The U.S. Department of the Treasury and the IRS today issued a notice modifying the longstanding “use-or-lose” rule for health flexible spending arrangements (FSAs). For the first time, at the plan sponsor’s option, employees participating in health FSAs will be allowed to carry over – instead of forfeiting – up to $500 of unused amounts remaining at year-end. For a copy of the modification notice, click here.

What’s a health FSA?

Health FSAs are benefit plans that employers can sponsor to allow their employees to be reimbursed on a tax-favored basis for certain medical expenses that are not covered by the employer’s major medical plan. An estimated 14 million families participate in health FSAs. Health FSAs may be offered in conjunction with other employer-provided benefits as part of a cafeteria plan. They are commonly funded by employees through voluntary salary reduction contributions, and employers may also contribute. Contributions to an FSA are not includible in the employee’s income, and reimbursements from an FSA that are used to pay qualified medical expenses are not taxed.

How do health FSAs work?

Activity: Reproduce word for word the part of the health FSA announcement that begins at the words "What’s a health" and ends after "are not taxed.". You can do this without the listing.

Data listing:
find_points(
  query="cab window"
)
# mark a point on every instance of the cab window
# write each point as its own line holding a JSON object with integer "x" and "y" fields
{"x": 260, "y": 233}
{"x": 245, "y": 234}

Exercise output:
What’s a health FSA?

Health FSAs are benefit plans that employers can sponsor to allow their employees to be reimbursed on a tax-favored basis for certain medical expenses that are not covered by the employer’s major medical plan. An estimated 14 million families participate in health FSAs. Health FSAs may be offered in conjunction with other employer-provided benefits as part of a cafeteria plan. They are commonly funded by employees through voluntary salary reduction contributions, and employers may also contribute. Contributions to an FSA are not includible in the employee’s income, and reimbursements from an FSA that are used to pay qualified medical expenses are not taxed.